▸ **Exercise**
Copy the data below exactly.

▸ **Data entries**
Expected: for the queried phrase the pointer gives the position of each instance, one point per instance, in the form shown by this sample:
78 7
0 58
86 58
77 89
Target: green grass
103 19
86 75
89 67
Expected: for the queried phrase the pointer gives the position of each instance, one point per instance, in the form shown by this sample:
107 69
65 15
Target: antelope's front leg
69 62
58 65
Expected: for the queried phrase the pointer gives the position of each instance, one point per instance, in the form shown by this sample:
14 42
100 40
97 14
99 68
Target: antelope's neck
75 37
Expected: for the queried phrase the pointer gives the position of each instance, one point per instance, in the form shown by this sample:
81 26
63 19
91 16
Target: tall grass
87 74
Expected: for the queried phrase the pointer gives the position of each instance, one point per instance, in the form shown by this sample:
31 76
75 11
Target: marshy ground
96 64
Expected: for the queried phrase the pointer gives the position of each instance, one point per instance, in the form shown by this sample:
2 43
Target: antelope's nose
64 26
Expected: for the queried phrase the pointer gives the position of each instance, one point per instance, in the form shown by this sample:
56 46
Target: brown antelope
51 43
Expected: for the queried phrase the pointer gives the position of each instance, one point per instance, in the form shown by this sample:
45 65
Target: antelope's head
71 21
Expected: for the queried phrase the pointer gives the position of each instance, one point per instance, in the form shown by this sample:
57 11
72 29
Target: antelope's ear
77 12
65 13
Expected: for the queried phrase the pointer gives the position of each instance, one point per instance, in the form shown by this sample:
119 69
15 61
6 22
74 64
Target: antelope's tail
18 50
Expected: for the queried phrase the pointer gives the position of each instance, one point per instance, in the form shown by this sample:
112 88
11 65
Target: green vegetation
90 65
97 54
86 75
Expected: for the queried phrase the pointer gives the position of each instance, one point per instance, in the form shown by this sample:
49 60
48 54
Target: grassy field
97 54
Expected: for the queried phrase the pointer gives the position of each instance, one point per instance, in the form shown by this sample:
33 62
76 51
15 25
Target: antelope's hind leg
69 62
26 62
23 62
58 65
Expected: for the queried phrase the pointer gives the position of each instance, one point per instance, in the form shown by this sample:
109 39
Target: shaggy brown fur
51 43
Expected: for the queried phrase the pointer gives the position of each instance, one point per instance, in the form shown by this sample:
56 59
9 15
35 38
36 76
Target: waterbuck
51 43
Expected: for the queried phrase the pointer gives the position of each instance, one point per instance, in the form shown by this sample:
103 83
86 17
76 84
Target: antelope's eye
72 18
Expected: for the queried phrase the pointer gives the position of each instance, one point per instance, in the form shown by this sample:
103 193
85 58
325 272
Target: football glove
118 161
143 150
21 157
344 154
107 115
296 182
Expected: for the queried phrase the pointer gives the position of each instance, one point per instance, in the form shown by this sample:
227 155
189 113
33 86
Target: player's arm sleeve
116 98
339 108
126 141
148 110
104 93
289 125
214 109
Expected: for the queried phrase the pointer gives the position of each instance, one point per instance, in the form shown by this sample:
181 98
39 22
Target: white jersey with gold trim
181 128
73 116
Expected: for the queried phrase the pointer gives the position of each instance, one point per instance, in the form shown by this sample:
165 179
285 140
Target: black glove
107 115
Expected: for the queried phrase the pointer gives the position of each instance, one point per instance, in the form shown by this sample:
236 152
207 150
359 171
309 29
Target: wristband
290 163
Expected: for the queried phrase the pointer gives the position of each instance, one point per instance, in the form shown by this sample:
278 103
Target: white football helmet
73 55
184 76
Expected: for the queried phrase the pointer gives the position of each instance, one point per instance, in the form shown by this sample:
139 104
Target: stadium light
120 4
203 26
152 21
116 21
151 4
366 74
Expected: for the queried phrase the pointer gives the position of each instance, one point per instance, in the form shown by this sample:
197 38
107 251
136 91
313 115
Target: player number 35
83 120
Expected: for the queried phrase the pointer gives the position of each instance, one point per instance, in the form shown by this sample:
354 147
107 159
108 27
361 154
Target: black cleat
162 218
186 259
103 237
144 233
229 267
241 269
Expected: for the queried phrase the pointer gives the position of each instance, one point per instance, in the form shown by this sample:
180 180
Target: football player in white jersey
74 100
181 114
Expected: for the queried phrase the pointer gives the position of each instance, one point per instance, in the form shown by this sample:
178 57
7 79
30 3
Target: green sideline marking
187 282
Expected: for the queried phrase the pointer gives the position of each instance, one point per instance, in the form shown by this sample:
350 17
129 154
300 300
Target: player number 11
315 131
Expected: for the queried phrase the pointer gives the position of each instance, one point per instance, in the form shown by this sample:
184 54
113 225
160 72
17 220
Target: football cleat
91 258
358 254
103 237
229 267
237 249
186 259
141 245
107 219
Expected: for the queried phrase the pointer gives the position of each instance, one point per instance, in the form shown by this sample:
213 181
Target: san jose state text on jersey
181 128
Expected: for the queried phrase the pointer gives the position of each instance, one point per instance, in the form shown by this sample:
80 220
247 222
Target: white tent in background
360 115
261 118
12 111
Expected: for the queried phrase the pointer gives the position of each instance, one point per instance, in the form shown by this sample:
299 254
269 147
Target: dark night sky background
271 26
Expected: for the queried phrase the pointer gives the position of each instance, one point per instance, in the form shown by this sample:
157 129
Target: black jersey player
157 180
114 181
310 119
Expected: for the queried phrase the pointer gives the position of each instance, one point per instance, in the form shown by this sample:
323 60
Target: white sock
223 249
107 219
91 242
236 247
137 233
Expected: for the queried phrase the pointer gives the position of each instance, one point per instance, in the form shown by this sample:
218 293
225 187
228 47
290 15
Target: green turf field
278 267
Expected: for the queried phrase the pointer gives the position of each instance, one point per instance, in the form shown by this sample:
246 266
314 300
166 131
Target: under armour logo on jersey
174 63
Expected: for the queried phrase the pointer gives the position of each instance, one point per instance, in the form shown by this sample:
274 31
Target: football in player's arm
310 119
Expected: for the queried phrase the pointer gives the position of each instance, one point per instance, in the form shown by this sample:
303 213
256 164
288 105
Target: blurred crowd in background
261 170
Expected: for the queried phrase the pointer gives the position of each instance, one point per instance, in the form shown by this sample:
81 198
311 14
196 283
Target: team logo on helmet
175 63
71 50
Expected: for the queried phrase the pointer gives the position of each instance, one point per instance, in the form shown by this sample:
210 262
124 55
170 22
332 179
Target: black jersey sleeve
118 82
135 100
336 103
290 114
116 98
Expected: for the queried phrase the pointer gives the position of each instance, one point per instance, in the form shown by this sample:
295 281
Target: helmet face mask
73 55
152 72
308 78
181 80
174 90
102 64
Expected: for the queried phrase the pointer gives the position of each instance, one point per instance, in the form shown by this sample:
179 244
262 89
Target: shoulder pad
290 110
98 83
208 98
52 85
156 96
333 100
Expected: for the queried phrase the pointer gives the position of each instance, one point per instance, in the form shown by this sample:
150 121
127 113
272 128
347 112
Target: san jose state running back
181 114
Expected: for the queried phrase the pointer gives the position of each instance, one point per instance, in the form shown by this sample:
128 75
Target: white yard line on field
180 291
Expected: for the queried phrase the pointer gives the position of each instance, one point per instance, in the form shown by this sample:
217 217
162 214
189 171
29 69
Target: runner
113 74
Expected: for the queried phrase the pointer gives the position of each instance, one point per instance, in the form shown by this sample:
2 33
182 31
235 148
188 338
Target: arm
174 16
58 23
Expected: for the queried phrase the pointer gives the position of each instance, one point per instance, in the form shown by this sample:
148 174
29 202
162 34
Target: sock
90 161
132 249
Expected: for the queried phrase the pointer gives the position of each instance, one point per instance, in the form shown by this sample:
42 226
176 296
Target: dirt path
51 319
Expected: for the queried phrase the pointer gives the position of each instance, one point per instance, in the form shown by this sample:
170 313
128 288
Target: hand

▸ **Problem solution**
Expected: for the queried phrase the pointer gives the position of each instance, one point per instance, in the form shown by this sample:
78 7
0 58
86 58
77 89
Target: green grass
103 19
86 75
89 67
Expected: for the queried phrase the pointer gives the position of each instance, one point per instance, in the form shown by this sample:
107 69
65 15
Target: antelope's front leg
69 62
58 65
Expected: for the queried phrase the pointer gives the position of each instance, one point per instance, in the form shown by this sample:
14 42
100 40
97 14
99 68
Target: antelope's neck
75 37
Expected: for the queried phrase the pointer gives the position of each instance, one point per instance, in the form shown by this sample:
81 26
63 19
91 16
Target: tall grass
87 74
Expected: for the queried phrase the pointer gives the position of each instance, one point per instance, in the form shown by this sample:
31 76
75 11
Target: marshy ground
96 64
Expected: for the queried phrase the pointer gives the position of each instance, one point per instance, in the form shown by this sample:
2 43
Target: antelope's nose
64 26
Expected: for the queried phrase the pointer gives the position of each instance, one point per instance, in the form shown by this sample:
56 46
Target: brown antelope
51 43
Expected: for the queried phrase the pointer gives the position of each instance, one point per instance, in the form shown by this sample:
45 65
Target: antelope's head
71 21
Expected: for the queried phrase the pointer gives the position of each instance, one point per instance, in the form shown by this sample:
57 11
72 29
Target: antelope's ear
77 12
65 13
Expected: for the queried phrase the pointer gives the position of each instance, one point per instance, in the form shown by this sample:
119 69
15 61
6 22
74 64
Target: antelope's tail
18 50
Expected: for the queried phrase the pointer gives the position of each instance, one point per instance, in the form shown by this sample:
112 88
11 65
Target: green vegetation
90 65
97 54
86 75
Expected: for the queried phrase the pointer gives the position of each instance, one point per instance, in the form shown by this sample:
49 60
48 54
Target: grassy field
97 54
Expected: for the queried phrase the pointer gives the position of each instance, one point per instance, in the form shown by this sample:
33 62
76 51
15 25
Target: antelope's hind leg
69 62
26 62
23 62
58 65
Expected: for the queried phrase the pointer gives the position of each instance, one point per instance, in the form shown by this sample:
109 39
Target: shaggy brown fur
51 43
Expected: for the queried phrase the pointer gives the position of each instance, one point per instance, in the form shown by this sample:
56 59
9 15
35 38
36 76
Target: waterbuck
51 43
Expected: for the queried phrase the pointer gives the position of each instance, one point per instance, in the form shown by this sample:
103 83
86 17
76 84
Target: antelope's eye
72 18
Expected: for the queried phrase the pointer gives the position of each instance, one point per instance, in the form shown by this sample:
103 193
85 58
325 272
Target: football glove
118 161
143 150
21 157
344 154
107 115
296 182
Expected: for the queried phrase the pointer gives the position of each instance, one point per instance, in the form shown by this sample:
227 155
189 113
33 86
Target: player's arm sleeve
116 98
339 108
126 141
148 110
104 93
289 125
214 109
Expected: for the queried phrase the pointer gives the position of each instance, one point per instance, in the form shown by this sample:
181 98
39 22
Target: white jersey with gold trim
181 128
73 116
Expected: for the queried phrase the pointer gives the position of each instance, one point per instance, in the form shown by this sample:
165 179
285 140
Target: black glove
107 115
Expected: for the queried phrase the pointer gives the position of each instance, one point per instance, in the form shown by this sample:
236 152
207 150
359 171
309 29
Target: wristband
290 163
Expected: for the queried phrase the pointer gives the position of each instance, one point per instance, in the form shown by this sample:
278 103
Target: white football helmet
73 55
184 76
Expected: for the queried phrase the pointer gives the position of each instance, one point per instance, in the form shown by this sample:
139 104
Target: stadium light
120 4
203 26
152 21
116 21
151 4
366 74
Expected: for the queried phrase the pointer gives the position of each instance, one point per instance, in the form shown by this sample:
197 38
107 251
136 91
313 115
Target: player number 35
83 120
Expected: for the queried phrase the pointer gives the position of each instance, one point per instance, in the form shown by this sample:
354 147
107 159
108 27
361 154
Target: black cleat
162 218
186 259
103 237
144 233
229 267
241 269
Expected: for the queried phrase the pointer gives the position of each instance, one point per instance, in the form shown by this sample:
180 180
Target: football player in white jersey
74 100
181 114
Expected: for the queried phrase the pointer gives the position of each instance, one point per instance, in the form shown by this sample:
178 57
7 79
30 3
Target: green sideline marking
187 282
Expected: for the queried phrase the pointer gives the position of each instance, one point per instance, in the form shown by this sample:
350 17
129 154
300 300
Target: player number 11
315 131
Expected: for the queried phrase the pointer gives the position of each instance, one point per instance, in the form shown by this sample:
184 54
113 225
160 72
17 220
Target: football cleat
91 258
358 254
103 237
229 267
237 249
186 259
141 245
107 219
Expected: for the queried phrase the pointer gives the position of each instance, one point per instance, in the form shown by this sample:
213 181
Target: san jose state text on jersey
181 128
Expected: for the queried phrase the pointer gives the position of each instance, one point per instance, in the form shown by this sample:
80 220
247 222
Target: white tent in background
360 115
261 118
12 111
Expected: for the queried phrase the pointer gives the position of each instance, one point per instance, in the form shown by this sample:
299 254
269 147
Target: dark night sky background
271 26
Expected: for the queried phrase the pointer gives the position of each instance, one point per instance, in the form shown by this sample:
157 129
Target: black jersey player
157 180
114 181
310 119
Expected: for the queried phrase the pointer gives the position of each instance, one point per instance, in the form shown by this sample:
323 60
Target: white sock
223 249
107 219
91 242
236 247
137 233
Expected: for the queried phrase the pointer gives the position of each instance, one point per instance, in the form shown by this sample:
218 293
225 187
228 47
290 15
Target: green turf field
278 267
Expected: for the queried phrase the pointer gives the position of each instance, one point per instance, in the form shown by this sample:
246 266
314 300
166 131
Target: under armour logo on jersey
174 63
Expected: for the queried phrase the pointer gives the position of each instance, one point per instance, in the form shown by this sample:
274 31
Target: football in player's arm
310 119
Expected: for the queried phrase the pointer gives the position of each instance, one point per instance, in the form shown by this sample:
303 213
256 164
288 105
Target: blurred crowd in background
261 170
Expected: for the queried phrase the pointer gives the position of each instance, one point per instance, in the form shown by this sample:
81 198
311 14
196 283
Target: team logo on helmet
175 63
71 50
Expected: for the queried phrase the pointer gives the position of each instance, one point per instance, in the form shown by this sample:
210 262
124 55
170 22
332 179
Target: black jersey sleeve
118 82
135 100
336 103
290 114
116 98
Expected: for the queried phrase the pointer gives the position of each instance, one point per instance, in the form shown by this sample:
295 281
Target: helmet face mask
73 55
152 72
308 78
181 80
174 90
102 64
Expected: for the queried phrase the pointer gives the position of each instance, one point per instance, in the form shown by this sample:
179 244
262 89
Target: shoulder pad
290 110
98 83
208 98
52 85
156 96
333 100
Expected: for the queried phrase the pointer gives the position of each instance, one point per instance, in the form shown by this sample:
150 121
127 113
272 128
347 112
Target: san jose state running back
181 114
Expected: for the queried phrase the pointer gives the position of each instance, one point per instance, in the form shown by this sample:
128 75
Target: white yard line on field
180 291
Expected: for the queried phrase the pointer gives the position of each instance, one point per instance, in the form shown by this sample:
217 217
162 214
189 171
29 69
Target: runner
113 74
Expected: for the queried phrase the pointer gives the position of each instance, one point per instance, in the form shown by this sample:
2 33
182 31
235 148
188 338
Target: arm
174 16
58 23
Expected: for the queried phrase the pointer gives the position of each instance, one point per instance, in the form shown by this sample:
148 174
29 202
162 34
Target: sock
90 161
132 249
Expected: for the queried phrase the pointer gives the position of each instance, one point per instance, in the form shown by this sample:
42 226
176 296
Target: dirt path
51 319
Expected: for the queried phrase the pointer gives the position of each instance, one point per instance, in the form shown by this sample:
170 313
128 288
Target: hand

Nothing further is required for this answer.